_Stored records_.
###

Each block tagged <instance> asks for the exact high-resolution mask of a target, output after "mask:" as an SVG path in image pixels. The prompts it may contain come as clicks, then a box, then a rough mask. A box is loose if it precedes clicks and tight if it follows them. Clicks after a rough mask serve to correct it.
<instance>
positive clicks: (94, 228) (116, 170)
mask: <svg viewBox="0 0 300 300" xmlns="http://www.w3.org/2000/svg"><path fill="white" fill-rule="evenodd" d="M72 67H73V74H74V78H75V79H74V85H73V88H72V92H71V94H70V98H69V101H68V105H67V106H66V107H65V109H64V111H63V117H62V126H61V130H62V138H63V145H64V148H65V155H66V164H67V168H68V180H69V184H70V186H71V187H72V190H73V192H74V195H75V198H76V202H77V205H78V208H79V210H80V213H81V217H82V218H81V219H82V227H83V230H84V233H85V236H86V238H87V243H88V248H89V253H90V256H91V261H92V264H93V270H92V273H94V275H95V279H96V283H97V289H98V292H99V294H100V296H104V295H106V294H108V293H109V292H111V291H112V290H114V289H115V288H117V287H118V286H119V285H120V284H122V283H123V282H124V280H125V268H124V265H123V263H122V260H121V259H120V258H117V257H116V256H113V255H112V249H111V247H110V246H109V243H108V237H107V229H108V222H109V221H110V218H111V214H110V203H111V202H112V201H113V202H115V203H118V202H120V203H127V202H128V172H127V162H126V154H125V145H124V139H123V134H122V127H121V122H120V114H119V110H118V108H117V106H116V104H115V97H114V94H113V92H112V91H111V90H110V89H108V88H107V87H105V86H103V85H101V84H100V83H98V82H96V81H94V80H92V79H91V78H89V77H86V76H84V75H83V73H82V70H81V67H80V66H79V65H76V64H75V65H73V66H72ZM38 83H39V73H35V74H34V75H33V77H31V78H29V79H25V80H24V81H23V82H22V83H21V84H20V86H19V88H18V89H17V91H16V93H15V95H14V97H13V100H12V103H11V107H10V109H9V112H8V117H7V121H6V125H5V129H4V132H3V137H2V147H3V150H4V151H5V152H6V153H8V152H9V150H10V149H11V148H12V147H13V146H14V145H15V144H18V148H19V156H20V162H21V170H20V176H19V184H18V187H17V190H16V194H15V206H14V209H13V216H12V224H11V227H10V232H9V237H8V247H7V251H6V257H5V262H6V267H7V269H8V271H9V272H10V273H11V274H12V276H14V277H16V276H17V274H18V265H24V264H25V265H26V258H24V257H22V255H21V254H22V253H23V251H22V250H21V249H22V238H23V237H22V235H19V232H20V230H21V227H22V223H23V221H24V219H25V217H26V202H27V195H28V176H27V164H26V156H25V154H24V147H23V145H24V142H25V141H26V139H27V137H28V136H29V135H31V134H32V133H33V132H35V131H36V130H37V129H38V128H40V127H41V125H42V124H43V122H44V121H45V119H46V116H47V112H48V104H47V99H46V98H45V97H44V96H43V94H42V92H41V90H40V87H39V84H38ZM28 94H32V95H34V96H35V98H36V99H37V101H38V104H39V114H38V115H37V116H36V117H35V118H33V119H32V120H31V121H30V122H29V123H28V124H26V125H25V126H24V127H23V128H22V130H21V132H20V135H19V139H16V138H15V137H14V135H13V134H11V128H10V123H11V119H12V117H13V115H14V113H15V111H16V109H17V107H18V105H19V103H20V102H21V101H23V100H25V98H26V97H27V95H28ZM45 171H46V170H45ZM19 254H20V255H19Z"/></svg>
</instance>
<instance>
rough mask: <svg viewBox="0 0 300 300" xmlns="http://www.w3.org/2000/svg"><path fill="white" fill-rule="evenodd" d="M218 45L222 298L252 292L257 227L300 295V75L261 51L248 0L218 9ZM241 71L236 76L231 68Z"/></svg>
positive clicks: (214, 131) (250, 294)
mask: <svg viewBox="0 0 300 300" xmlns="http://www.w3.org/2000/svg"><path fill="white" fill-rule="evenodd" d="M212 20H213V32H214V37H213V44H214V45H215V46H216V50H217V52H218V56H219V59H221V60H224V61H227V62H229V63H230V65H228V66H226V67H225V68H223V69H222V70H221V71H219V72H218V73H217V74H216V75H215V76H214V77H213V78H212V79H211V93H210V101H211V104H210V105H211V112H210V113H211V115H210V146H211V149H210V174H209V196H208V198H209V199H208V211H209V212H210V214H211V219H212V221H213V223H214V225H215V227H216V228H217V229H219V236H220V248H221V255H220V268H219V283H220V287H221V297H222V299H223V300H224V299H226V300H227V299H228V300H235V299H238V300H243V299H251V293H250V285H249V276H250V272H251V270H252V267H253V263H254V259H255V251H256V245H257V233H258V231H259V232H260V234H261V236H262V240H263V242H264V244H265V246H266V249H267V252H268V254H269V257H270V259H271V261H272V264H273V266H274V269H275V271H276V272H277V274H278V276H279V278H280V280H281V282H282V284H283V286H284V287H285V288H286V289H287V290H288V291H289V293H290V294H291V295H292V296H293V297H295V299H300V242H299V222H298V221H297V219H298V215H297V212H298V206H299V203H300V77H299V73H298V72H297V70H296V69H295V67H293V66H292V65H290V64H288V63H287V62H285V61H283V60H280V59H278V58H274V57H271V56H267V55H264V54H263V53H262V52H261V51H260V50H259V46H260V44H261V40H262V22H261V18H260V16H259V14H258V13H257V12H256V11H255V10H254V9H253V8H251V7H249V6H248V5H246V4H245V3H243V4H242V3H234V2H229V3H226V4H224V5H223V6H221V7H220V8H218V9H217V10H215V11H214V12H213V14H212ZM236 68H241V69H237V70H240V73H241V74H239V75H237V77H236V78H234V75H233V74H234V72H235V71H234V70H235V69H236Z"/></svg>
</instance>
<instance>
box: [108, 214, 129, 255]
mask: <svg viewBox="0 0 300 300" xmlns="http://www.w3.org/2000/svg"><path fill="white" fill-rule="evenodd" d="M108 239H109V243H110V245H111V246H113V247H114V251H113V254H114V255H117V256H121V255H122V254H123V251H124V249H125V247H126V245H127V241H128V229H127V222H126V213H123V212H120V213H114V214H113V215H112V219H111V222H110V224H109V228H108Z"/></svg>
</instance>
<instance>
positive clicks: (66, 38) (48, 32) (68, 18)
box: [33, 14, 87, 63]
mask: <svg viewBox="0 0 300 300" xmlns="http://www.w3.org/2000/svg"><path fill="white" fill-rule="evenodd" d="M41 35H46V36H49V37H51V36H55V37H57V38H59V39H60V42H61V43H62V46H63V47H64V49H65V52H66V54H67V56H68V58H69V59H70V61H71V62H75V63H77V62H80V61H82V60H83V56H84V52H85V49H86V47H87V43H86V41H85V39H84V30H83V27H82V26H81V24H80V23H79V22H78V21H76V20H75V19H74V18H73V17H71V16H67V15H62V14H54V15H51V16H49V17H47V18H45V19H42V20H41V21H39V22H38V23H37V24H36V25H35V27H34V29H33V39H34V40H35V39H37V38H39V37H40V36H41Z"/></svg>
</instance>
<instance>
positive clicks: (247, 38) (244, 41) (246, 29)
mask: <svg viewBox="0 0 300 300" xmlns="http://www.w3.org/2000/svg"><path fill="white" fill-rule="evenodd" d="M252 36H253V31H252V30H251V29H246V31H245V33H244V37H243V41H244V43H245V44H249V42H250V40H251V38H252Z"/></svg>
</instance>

###

_Task brief_. Check every line of the data above for the string "rough", and copy those that have it.

_Answer space_.
Each block tagged <instance> asks for the exact high-resolution mask of a target, output after "mask:" as an SVG path in image pixels. The prompts it may contain come as clicks, then a box, then a rough mask. A box is loose if it precedes clicks and tight if it follows them. Clicks after a rough mask serve to correct it.
rough mask: <svg viewBox="0 0 300 300" xmlns="http://www.w3.org/2000/svg"><path fill="white" fill-rule="evenodd" d="M218 45L222 298L252 292L257 227L300 295V75L261 51L248 0L218 9ZM241 71L236 76L231 68Z"/></svg>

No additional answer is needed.